> [What you will do] Return each record unchanged and drop the images.

> [Data records]
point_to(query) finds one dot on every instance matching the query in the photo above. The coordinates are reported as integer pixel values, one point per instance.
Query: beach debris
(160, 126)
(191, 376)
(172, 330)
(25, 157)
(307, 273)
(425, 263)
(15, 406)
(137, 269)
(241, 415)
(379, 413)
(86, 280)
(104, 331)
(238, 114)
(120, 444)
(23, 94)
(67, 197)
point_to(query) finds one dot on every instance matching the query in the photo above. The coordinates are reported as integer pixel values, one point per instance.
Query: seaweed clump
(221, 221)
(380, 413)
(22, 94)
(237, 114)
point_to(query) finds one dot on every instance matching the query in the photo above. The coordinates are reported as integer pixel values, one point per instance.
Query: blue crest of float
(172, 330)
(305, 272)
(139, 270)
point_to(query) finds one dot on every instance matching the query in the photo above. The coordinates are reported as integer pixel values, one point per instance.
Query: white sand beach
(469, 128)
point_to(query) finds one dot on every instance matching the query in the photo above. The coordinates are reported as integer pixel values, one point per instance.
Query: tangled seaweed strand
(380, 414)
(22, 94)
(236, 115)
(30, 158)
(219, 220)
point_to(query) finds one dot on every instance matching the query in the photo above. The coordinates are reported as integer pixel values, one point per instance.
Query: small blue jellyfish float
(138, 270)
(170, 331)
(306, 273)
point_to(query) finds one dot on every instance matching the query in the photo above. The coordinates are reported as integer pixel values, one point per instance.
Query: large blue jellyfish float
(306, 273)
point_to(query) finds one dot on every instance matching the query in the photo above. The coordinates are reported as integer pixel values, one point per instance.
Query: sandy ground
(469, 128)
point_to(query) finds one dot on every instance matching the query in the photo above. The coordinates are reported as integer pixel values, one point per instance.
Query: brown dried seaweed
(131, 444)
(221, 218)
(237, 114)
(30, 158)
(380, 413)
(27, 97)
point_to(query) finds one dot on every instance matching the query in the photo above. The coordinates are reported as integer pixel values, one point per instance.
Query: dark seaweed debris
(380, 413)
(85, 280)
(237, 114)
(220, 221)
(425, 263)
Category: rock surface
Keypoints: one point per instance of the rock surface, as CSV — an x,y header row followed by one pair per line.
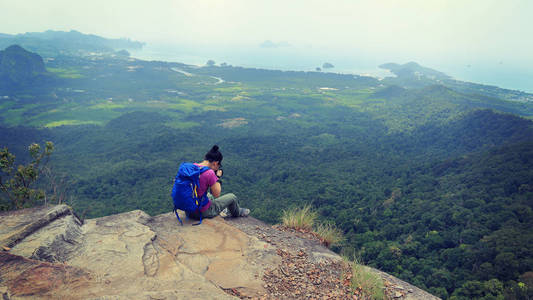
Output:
x,y
49,253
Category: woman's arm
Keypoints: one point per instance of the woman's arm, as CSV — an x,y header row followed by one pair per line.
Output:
x,y
216,189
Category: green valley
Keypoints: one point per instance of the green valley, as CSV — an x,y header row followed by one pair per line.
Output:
x,y
429,178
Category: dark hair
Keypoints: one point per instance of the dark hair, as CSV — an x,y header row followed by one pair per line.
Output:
x,y
213,155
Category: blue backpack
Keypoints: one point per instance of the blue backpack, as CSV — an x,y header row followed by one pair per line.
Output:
x,y
185,190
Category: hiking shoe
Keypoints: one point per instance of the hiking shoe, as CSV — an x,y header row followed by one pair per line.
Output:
x,y
244,212
224,213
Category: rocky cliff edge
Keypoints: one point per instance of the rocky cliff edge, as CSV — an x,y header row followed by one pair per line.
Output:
x,y
48,252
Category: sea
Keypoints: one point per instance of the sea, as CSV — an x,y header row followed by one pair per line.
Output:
x,y
501,73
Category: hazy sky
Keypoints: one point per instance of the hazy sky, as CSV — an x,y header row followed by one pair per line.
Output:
x,y
484,30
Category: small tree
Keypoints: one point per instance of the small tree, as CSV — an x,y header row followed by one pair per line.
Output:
x,y
16,183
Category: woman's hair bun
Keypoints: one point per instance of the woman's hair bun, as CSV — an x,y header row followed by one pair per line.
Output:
x,y
213,154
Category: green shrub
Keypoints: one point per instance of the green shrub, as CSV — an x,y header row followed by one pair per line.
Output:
x,y
329,234
299,218
367,283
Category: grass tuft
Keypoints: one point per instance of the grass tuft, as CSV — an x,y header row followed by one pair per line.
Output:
x,y
299,218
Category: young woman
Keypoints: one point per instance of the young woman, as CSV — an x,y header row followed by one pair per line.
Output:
x,y
210,180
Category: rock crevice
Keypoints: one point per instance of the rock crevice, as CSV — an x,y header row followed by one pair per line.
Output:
x,y
52,254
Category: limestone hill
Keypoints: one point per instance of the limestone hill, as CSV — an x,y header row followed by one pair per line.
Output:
x,y
48,252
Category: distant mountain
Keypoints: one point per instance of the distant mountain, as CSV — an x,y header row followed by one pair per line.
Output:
x,y
413,75
54,43
412,69
20,68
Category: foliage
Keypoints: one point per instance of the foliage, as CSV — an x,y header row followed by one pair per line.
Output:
x,y
329,234
367,282
431,184
16,183
299,218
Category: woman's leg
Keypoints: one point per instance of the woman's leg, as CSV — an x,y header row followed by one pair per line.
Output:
x,y
218,205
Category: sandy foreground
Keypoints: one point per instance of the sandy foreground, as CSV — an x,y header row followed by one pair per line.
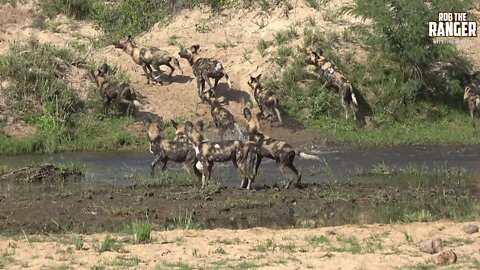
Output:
x,y
345,247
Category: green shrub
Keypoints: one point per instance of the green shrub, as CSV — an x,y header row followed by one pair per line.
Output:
x,y
78,9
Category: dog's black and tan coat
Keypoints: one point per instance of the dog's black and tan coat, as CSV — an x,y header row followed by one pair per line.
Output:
x,y
122,93
204,69
148,57
278,150
265,98
222,117
209,152
336,79
471,95
180,151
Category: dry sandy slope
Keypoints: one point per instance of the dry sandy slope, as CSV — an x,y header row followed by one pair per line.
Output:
x,y
233,39
289,249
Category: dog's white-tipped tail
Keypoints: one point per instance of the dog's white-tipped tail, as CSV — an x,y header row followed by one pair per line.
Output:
x,y
307,156
278,116
137,104
228,81
239,131
199,166
354,99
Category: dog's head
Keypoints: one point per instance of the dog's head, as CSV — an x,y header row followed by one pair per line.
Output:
x,y
252,121
100,74
315,58
468,90
123,43
194,132
190,53
254,82
154,128
179,130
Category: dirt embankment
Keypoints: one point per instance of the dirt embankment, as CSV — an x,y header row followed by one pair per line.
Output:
x,y
346,247
230,36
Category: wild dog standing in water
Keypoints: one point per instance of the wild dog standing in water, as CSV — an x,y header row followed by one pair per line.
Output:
x,y
222,118
179,131
267,147
471,95
165,150
122,93
210,152
266,99
148,57
204,69
337,79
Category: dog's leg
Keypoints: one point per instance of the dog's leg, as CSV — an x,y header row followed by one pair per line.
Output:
x,y
172,69
207,173
144,67
345,107
215,83
197,173
228,81
106,105
207,80
281,167
296,172
154,163
164,164
257,164
324,85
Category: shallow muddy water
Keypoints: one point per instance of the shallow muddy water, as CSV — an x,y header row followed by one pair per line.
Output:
x,y
118,190
338,164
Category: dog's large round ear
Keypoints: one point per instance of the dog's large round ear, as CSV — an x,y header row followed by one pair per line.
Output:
x,y
174,124
199,126
258,115
104,68
159,122
195,48
247,113
188,126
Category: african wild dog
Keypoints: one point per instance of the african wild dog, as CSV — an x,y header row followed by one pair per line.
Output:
x,y
267,147
209,152
122,93
337,79
148,57
222,118
266,99
472,97
204,69
179,131
165,150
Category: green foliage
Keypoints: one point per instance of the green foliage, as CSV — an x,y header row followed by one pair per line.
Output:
x,y
79,242
11,2
41,98
399,33
78,9
262,46
185,221
142,232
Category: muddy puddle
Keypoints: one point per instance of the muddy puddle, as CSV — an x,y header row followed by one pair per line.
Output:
x,y
349,186
338,164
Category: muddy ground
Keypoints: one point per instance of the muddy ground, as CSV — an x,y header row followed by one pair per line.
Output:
x,y
85,206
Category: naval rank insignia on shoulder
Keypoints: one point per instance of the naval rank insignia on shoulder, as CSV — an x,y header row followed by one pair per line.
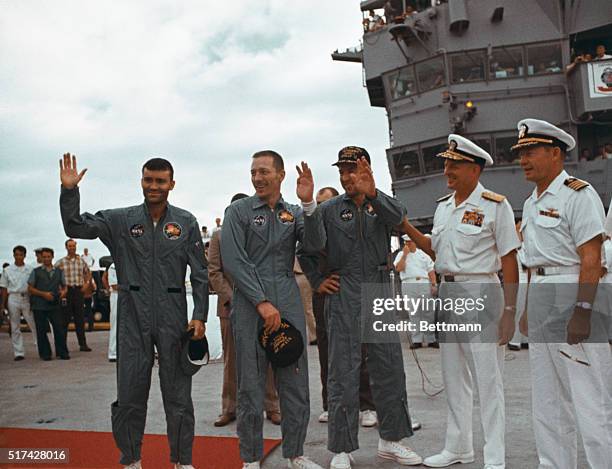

> [Answer to this exercise]
point_to(query) finds one dot on every instance matching the query in the photo above. The coordinates are reported as integer pixel values, one point per instance.
Query: beach debris
(160, 126)
(191, 376)
(172, 330)
(25, 157)
(307, 273)
(425, 263)
(15, 406)
(137, 269)
(241, 415)
(379, 413)
(86, 280)
(104, 331)
(238, 114)
(120, 444)
(23, 94)
(67, 197)
point_to(query) finds one dot on every instance matching the query in the photo above. The coordinates are reported as integer pixel values, one point per instance.
Query: seaweed clump
(221, 221)
(380, 413)
(22, 94)
(237, 114)
point_to(query) finds one dot on every instance matching the query in the photo above. The coordinates are reported as integer pixel values, one point per instance.
Query: blue crest of float
(172, 330)
(305, 272)
(139, 270)
point_to(query) finds one dot on every instance matching the query in the photo above. The coordinates are reported as integer pixel values, one point per instance.
Query: white sand beach
(469, 128)
point_to(query) finds one dot on every instance matching the query in the photo above. The coordinates are reported as integer pixel values, one point per instance.
Query: tangled seaweed strand
(380, 414)
(22, 94)
(236, 115)
(30, 158)
(219, 220)
point_to(query) finds one dot on every instance matching the query in the photo above. The coordinates are reported as integer pixel values, one point per instance.
Query: small blue jellyfish float
(138, 270)
(170, 331)
(306, 273)
point_to(query) finds one dot on every instance matching the query in the photo above. The coordinates are reported as integer pixel values, one point per instance.
Query: large blue jellyfish float
(306, 273)
point_to(query) finds one dot on every instance matching the query in the photo above. The coordinates are reported as integer pixel values, one point per instance.
Query: sandy ground
(469, 128)
point_to(query) finds one dot on every instance matching the query in the photo above. The coordinates are reported as integer pixel values, one point per instance.
Query: brown dried seaweed
(131, 444)
(221, 218)
(237, 114)
(30, 158)
(380, 413)
(27, 97)
point_to(query) finds one dot on every instance matching the query in the photo above. The coordinates are reported as integer pixel values, one point per instance.
Query: dark seaweed debris
(380, 413)
(85, 280)
(237, 114)
(220, 221)
(425, 263)
Category: rock surface
Keypoints: one point per instance of the rock surface, as CSV — an x,y header row followed by one pair per line.
Output:
x,y
49,253
Category: woman's arm
Keypoints: one point per instance of the woman's arm, as CSV — an x,y header row followed by one pair per line.
Output:
x,y
216,189
Category: green valley
Keypoints: one point per instance of the green valley, as CSV — an x,y header row followed by one pair per line.
Output:
x,y
429,178
Category: dark hair
Keypoints: one point per instance of the dark hair, as CSV — an x,y header row followed by one pair per line.
Output:
x,y
213,155
Category: blue backpack
Keypoints: one point per instance of the blue backpack, as CSV — an x,y header row followed by one pair per line.
Output:
x,y
185,190
Category: hiking shoe
Keypoints: one point per instance of the hiking shoe, as CSV — an x,y header row followed by one pair per line.
Output:
x,y
244,212
224,213
Category: rocky cliff edge
Keypoints: one point per instance of the rocky cliff edge, as CSV — an x,y header row followed by one pair per line.
Output:
x,y
48,252
Category: sea
Keypoints: one point per instance of the sea, as CSV — an x,y header row followed by one pair per line.
Output:
x,y
501,73
Category: hazy sky
Keypoints: one point per instance of the hazy sky, as CSV — an x,y header row followed by one pair per line.
Output:
x,y
484,30
Category: small tree
Keypoints: one point per instance of the small tree, as CSV — an x,y header row followed by one pair per line.
Output:
x,y
16,183
Category: woman's hair bun
Keypoints: one point per instance of the woman's hair bun, as CSV — an x,y header row followed by one pair per line.
Output:
x,y
213,154
Category: green shrub
Keypoints: one point per instance of the green shrub, as CSV — an x,y header row followed by one pair per line.
Output:
x,y
329,234
299,218
367,283
Category: grass tuft
Keypoints: one point per instance of the grass tuft, as CSV — an x,y header row followed by one pair per line.
Output:
x,y
299,218
Category: young woman
Keypoints: one point per instance of the young woman, as CSV — an x,y header row followed by one pair per line.
Output:
x,y
210,180
Category: rock crevice
Keypoints: one point per instance of the rock crevice, as CSV — an x,y header row followed by one pair per line.
Output:
x,y
52,254
Category: limestone hill
Keypoints: one point per instance of the limestone hill, as CSV — an x,y header row followed by one pair per line.
Output:
x,y
48,252
Category: distant mountain
Keypoints: one point per instance of the distant mountain, as CSV — an x,y header row followed by one pair per line.
Output:
x,y
413,75
54,43
412,69
20,68
Category: foliage
Keypoints: one point per instance of the foliage, as CSV — an x,y header row followed by one pair per line.
Output:
x,y
329,234
367,282
431,184
16,183
299,218
Category: woman's leg
Keypoints: one point per instance of the woman's leg, as CSV — an x,y header row followed by one pair per line.
Output:
x,y
218,205
Category: sandy foreground
Keypoints: one point per instance of the sandy foreground, as CSV — an x,y header row followed by one pair per line.
Output:
x,y
345,247
Category: green shrub
Keypoints: one point per instance of the green shrub, as CSV — an x,y header row followed by one pair per line.
Output:
x,y
78,9
Category: dog's black and tan coat
Keypoints: one point per instance of the dog's black and tan coat, as CSV — an x,y header row followed by one pair per line.
Output:
x,y
122,93
204,69
148,57
278,150
265,98
222,117
209,152
336,79
471,95
180,151
Category: dry sandy slope
Keypoints: one point per instance of the dry sandy slope, as CSV — an x,y header row followed by one pair per line.
Output:
x,y
233,39
289,249
Category: dog's white-tipped tail
Keypoints: one point per instance of the dog's white-tipped tail, as CSV — an x,y header row followed by one pair per line.
Output:
x,y
307,156
278,116
137,104
228,81
239,131
199,166
354,99
Category: dog's head
Keypoints: one point per instance of the dog's head, as CSV — an x,y header row followed by one pair per line.
Output:
x,y
252,121
100,74
315,58
468,90
123,43
194,132
190,53
254,82
154,128
179,130
Category: dirt embankment
Keypoints: one point per instance of the dirt embankment, as CSV — an x,y header row followed by one pair per line.
Output:
x,y
346,247
230,36
Category: wild dog standing in water
Keypoints: one point per instance of the wild dog standing in water, as CSV — an x,y header row followed by one pair per line.
Output:
x,y
222,118
179,131
267,147
471,95
165,150
122,93
210,152
266,99
148,57
204,69
337,79
Category: dog's leg
Keypoints: one point per instance of the dog's leg, as CSV — an x,y header row followed by one pair per line.
Output:
x,y
172,69
207,173
144,67
345,107
215,83
197,173
228,81
106,105
207,80
281,167
296,172
154,163
164,164
257,164
324,85
Category: shallow muddy water
Keypoints: one point per instance of the shallow muddy water, as CSV — an x,y header row followed by one pair per line.
Output:
x,y
118,190
338,164
Category: dog's large round ear
Keypoints: one point per instance of the dog's large round ear, as CSV — an x,y header row followed by one pair per line.
Output:
x,y
174,124
199,126
258,115
104,68
159,122
195,48
247,113
188,126
Category: african wild dog
Keypoints: one point per instance of the african wild dog, as CSV — an x,y header row followed by one pair per line.
Output:
x,y
267,147
209,152
122,93
337,79
148,57
222,118
266,99
472,97
204,69
179,131
165,150
Category: green foliage
Keypoints: one point per instance of the green foliage, as CSV — an x,y header row followed by one pair per line.
Output:
x,y
79,242
11,2
41,98
399,33
78,9
262,46
185,221
142,232
Category: muddy puddle
Keypoints: one point per instance of the muddy puddle, as CSV — an x,y header row followed by one pair per line.
Output:
x,y
349,186
338,164
Category: muddy ground
Keypoints: one point per instance of the muddy ground, as CSV — an x,y header row followed by one pair per line.
Output:
x,y
85,206
Category: naval rank insignia on shoulder
Keypoints: one point per instance of the naval rank insignia on shoulder, as CSV — an x,y header row followed by one pair per line.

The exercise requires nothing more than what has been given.